▸ TO DO:
a: In the parenting story, why does the narrator think the baby suddenly became quiet after falling to the floor? Answer in one to three sentences.
b: According to the parenting story, what was the narrator's father's rank in the Army?

▸ SELECTION:
----

Tuesday, August 21, 2012

A Parenting Story - My First Major Stroke of Good Luck

I was thinking about my mother recently.

A few months before she died, Mom and I shared a phone conversation. We were talking about my seven brothers and sisters, and I joked that she had so many kids because she loved taking care of babies. After a child left the infant stage, she would work on having another. I told her she had a special gift for quieting babies. I had often seen her take a screaming baby from its frantic mother and quietly sing to it until the baby stopped crying.

She said that it wasn't always that way. Then she told me this story.

It was a hot summer night in 1945, and my mother was holding me in her arms, trying to get me to stop crying and go to sleep. A young, first-time mother, she wasn't sure what to do. My father, an Army sergeant, was away performing a military duty. My mother had been drinking, and she wanted to go to bed herself. I must have had a bellyache, because all her efforts to calm me only seemed to make the situation worse. Frustrated, she screamed at me and tossed me at my crib.

It was not a well-aimed toss. I hit the side of the crib and fell to the hard floor. The jolt must have surprised me, because suddenly I got quiet. My mom panicked, worried that her impulsive act may have caused serious injury. She didn't know what to do, so she continued to rock me in her arms until I fell asleep.

The next day she took me to the doctor to check me out. I was fine.

----

▸ COLLECTED DATA:
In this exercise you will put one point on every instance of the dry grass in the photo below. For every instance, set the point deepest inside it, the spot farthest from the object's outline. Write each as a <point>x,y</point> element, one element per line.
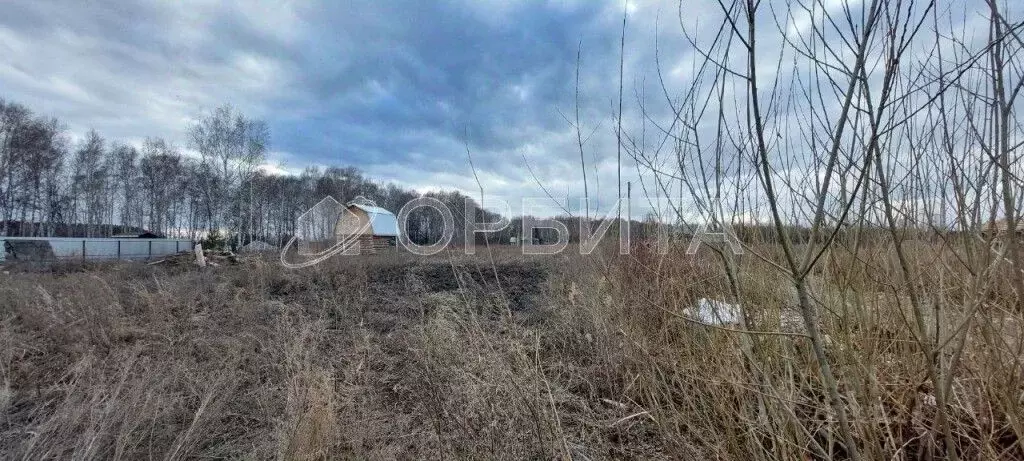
<point>394,357</point>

----

▸ SOLUTIONS TO THE PROBLEMS:
a: The narrator thinks the jolt of hitting the side of the crib and falling to the hard floor must have surprised the baby, so the crying stopped.

b: He was an Army sergeant.